YOUR TASKS:
**1.** In the passage on aqueous alkyd resin preparations below, which group of organic initiators is preferred so that inorganic salts do not remain in the preparations?
**2.** Carry on the passage on aqueous alkyd resin preparations below, beginning right after its final sentence.

If hexamethylol melamine ethers or similar melamine formaldehyde 
condensates are used for hardening the lacquers, it is advisable to use an 
amount of monomers with hydroxyl groups or of amine salts of polymerizable 
acids sufficient for the condensation. Those skilled in the art can 
determine the proper amount by a few preliminary tests. Thus, for example, 
an acrylate which is composed so that it has a hydroxyl number of 80 and 
an acid number of 20, can be regarded as suitable. 
The alkyd resins thus produced can be neutralized with condensable amines 
which have a high boiling point. Preferably adducts of glycidol are used 
for this purpose. Such amines containing suitable hydroxyl groups for 
neutralization include, for example, the adducts of glycidol onto 
butylamine, ethanolamine, as well as 2-amino-2-methyl-propanol, as are 
disclosed in U.S. Pat. No. 4,259,219, incorporated herein by reference. 
The amines are not volatile under stoving conditions and are incorporated 
into the lacquer through existing hydroxyl groups. 
To initiate the polymerization in the aqueous alkyd resin preparations, 
common initiators can be used. However, to avoid having inorganic salts, 
which are not desired in lacquers, remain in the preparations, organic 
initiators from the group consisting of azo compounds and organic 
peroxides are preferred. One skilled in the art would be familiar with a 
plurality of such compounds with a broad area of application with respect 
to the polymerization temperature. Examples of such compounds include 
azoisobutyric nitrile, benzoyl peroxide, and lauryl peroxide, as well as 
the other radical-supplying peroxide systems such as ammonium 
peroxodisulfate or potassium peroxodisulfate, optionally together with a 
reducing agent such as sodium sulfite or sodium dithionite. 
The mentioned monomers are partly quite soluble in water but also partly 
soluble only in organic solvents. It was therefore surprising and in no 
way predictable that the mentioned aqueous alkyd resin dispersions could 
be mixed with the required monomer quantities without a phase separation 
occurring. Instead, the systems also remain homogeneous during the 
polymerization, that is, the systems comprise clear 
solutions/microemulsions or also finely divided sedimentation-stable 
dispersions without coagulate content.

INFORMATION GIVEN:
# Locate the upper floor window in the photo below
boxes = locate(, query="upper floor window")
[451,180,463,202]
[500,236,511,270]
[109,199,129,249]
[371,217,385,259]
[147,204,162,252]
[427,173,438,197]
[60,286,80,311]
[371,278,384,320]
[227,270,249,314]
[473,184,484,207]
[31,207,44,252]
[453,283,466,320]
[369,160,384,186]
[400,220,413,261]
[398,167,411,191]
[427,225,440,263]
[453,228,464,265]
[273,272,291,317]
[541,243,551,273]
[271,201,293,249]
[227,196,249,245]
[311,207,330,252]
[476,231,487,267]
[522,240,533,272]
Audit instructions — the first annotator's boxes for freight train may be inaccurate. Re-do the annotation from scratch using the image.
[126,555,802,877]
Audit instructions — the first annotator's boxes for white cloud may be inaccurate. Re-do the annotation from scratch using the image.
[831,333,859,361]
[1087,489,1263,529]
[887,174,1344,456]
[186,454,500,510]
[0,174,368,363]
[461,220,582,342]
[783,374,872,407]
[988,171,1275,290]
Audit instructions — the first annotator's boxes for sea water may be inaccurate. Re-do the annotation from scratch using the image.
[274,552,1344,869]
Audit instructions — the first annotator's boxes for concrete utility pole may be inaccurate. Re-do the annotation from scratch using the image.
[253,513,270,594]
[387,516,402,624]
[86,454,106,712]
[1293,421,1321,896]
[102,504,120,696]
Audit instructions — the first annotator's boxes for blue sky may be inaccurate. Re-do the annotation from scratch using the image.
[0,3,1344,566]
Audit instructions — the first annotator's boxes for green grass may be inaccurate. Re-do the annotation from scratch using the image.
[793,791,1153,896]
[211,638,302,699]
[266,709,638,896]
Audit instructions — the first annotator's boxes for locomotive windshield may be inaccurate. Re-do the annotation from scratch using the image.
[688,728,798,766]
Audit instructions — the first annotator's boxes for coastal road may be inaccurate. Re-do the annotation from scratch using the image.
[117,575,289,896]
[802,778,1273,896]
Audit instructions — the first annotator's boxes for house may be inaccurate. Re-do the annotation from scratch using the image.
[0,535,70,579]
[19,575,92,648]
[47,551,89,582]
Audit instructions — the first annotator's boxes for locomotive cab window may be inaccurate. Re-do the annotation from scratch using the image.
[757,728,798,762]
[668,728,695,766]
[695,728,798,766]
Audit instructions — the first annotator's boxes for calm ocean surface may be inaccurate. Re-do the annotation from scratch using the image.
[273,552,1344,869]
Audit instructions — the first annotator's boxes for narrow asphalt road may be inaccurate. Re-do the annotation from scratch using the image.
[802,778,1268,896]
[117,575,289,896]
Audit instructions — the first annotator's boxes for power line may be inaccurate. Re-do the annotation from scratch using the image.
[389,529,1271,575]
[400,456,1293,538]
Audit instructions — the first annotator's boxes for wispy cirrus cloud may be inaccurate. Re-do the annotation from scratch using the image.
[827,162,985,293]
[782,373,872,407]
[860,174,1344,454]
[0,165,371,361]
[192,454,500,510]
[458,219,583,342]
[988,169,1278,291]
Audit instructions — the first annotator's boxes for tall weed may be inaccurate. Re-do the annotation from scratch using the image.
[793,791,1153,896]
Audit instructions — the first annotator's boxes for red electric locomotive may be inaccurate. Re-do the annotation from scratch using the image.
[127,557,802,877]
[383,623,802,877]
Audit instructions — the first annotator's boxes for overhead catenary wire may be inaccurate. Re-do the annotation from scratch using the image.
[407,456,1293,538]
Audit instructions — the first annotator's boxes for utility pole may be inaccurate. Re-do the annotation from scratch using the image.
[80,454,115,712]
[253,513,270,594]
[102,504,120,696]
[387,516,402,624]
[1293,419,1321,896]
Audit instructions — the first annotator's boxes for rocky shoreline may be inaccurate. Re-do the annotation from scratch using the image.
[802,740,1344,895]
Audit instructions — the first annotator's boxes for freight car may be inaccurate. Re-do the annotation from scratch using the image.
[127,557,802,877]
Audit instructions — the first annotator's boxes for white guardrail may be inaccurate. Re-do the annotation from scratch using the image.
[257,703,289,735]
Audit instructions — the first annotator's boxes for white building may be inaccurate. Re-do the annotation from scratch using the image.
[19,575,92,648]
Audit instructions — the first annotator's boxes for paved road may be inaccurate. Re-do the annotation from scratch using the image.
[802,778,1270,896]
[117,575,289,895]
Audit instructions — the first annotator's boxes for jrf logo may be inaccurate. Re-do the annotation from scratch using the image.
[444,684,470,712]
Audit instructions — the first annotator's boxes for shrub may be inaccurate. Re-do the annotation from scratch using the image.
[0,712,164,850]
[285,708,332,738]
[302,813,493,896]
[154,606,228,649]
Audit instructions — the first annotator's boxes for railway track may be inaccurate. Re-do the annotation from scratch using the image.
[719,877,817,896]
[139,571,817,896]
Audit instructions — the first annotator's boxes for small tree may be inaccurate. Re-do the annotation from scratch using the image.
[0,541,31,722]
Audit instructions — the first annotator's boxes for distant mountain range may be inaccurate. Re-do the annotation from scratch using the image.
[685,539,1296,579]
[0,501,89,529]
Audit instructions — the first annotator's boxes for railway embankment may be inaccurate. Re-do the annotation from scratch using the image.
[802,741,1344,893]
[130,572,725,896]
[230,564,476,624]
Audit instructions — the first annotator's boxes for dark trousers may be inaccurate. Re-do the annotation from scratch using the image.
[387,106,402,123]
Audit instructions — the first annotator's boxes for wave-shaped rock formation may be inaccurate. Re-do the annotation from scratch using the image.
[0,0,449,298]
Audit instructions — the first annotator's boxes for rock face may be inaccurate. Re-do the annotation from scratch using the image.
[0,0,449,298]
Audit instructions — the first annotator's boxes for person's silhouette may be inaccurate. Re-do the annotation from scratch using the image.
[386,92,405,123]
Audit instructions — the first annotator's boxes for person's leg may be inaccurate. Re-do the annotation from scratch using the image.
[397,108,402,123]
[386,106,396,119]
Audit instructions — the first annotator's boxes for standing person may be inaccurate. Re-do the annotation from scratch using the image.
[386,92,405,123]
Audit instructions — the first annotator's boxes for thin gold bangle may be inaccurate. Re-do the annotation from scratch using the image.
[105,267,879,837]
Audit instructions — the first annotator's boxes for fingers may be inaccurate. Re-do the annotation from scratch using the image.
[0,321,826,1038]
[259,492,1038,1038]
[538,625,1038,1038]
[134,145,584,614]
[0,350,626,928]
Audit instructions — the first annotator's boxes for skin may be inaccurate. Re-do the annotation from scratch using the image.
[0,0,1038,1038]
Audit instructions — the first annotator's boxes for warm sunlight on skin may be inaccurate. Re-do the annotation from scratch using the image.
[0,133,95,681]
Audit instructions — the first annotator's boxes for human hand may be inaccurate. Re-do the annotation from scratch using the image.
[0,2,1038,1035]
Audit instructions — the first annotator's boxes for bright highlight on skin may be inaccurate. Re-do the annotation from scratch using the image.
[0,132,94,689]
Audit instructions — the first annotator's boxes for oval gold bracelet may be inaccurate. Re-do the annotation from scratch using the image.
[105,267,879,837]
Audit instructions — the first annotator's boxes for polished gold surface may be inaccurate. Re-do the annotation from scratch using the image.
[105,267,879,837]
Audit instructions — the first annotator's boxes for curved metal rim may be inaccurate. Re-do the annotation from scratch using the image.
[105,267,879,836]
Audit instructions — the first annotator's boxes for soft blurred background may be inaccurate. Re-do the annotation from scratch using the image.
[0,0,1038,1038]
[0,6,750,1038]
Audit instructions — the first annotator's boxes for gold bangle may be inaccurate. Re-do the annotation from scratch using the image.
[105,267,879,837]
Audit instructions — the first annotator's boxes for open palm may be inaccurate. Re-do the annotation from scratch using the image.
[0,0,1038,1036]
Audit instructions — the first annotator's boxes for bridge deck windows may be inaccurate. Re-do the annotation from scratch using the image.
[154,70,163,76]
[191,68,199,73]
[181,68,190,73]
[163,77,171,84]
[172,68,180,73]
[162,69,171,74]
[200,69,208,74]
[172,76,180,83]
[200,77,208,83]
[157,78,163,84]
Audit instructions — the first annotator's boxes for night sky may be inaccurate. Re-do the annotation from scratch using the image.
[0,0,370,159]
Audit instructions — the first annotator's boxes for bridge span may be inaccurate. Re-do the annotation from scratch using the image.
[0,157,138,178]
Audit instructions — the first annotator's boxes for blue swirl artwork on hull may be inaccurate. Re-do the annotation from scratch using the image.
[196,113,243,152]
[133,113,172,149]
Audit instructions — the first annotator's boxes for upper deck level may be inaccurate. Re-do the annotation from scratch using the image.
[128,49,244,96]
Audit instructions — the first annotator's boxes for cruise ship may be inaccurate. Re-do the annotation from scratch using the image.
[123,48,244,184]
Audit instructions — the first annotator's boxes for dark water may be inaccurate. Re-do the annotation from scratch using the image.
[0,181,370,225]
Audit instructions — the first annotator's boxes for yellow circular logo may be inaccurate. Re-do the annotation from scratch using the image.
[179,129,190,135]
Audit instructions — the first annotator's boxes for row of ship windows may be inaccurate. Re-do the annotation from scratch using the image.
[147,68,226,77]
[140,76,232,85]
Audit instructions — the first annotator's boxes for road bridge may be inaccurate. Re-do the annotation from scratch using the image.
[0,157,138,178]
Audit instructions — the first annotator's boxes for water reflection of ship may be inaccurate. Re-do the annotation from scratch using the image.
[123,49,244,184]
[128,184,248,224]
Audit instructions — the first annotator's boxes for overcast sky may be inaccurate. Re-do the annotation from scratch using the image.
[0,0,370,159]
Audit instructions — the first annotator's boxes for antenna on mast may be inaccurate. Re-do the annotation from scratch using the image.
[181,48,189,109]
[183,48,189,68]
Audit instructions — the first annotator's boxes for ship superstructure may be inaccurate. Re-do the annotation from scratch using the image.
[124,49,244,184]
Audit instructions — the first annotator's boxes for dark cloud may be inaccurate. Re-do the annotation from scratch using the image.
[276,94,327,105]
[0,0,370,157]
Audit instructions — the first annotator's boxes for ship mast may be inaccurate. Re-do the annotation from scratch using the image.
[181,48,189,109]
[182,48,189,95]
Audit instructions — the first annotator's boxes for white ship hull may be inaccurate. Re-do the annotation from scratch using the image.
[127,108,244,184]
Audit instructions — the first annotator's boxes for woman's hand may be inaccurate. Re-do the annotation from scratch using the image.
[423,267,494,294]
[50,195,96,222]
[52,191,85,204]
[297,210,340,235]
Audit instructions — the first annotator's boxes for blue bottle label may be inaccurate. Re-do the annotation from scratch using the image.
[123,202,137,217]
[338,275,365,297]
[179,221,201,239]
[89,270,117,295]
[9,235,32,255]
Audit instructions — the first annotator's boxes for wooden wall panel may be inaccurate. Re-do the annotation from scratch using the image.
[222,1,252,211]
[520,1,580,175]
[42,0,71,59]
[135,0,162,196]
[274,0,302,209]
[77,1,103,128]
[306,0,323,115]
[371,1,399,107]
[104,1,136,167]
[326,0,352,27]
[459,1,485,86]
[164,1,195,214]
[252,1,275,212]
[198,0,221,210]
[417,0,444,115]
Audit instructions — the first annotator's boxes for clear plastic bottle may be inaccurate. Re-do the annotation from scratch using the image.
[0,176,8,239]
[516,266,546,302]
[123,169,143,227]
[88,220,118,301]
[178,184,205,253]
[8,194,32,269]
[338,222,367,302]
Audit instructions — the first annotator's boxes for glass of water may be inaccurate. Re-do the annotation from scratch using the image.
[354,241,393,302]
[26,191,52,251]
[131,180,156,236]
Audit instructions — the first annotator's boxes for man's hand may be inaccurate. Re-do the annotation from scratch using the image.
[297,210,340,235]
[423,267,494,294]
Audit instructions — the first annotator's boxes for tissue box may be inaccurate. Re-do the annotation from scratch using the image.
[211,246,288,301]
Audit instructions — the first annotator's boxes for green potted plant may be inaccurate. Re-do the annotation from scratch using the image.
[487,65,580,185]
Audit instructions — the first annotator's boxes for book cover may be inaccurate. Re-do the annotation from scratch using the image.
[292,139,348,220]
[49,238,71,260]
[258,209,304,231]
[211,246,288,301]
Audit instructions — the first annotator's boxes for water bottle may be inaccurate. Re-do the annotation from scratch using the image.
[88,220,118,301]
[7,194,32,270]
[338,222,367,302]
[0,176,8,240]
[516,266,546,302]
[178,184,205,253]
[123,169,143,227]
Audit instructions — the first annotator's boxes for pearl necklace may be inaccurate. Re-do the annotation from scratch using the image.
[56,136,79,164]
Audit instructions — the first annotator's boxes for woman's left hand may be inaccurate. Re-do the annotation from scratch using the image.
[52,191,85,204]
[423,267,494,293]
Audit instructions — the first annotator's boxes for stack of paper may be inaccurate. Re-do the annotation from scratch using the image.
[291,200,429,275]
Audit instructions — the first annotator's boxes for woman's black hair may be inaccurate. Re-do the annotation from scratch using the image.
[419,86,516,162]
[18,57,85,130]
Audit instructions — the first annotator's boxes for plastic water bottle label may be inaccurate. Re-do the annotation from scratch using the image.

SET OF ANSWERS:
**1.** Azo compounds and organic peroxides.

**2.**
Nothing is known about the structure of the acrylate resins formed by 
polymerization in aqueous alkyd dispersions, particularly with regard to 
the extent chemical bonds to alkyd resin molecules form. It is presumed, 
however, that statistically macromolecules of the acrylate resin are 
formed and that these macromolecules are present in intimate mixture with 
the alkyd resin molecules. In any event, desegregation processes were not 
observed during either heating or cooling of the preparations. 
According to a preferred embodiment of the invention, microemulsions known 
from U.S. Pat. No. 4,271,051 are used as polymerization medium. This is a 
system which contains alkyd resin of relatively low molecular weight with 
an acid number of from about 5 to 30 and a hydroxyl number greater than 
200 in the presence of a non-volatile neutralization agent and an 
emulsifier which does not lose its effectiveness during stoving.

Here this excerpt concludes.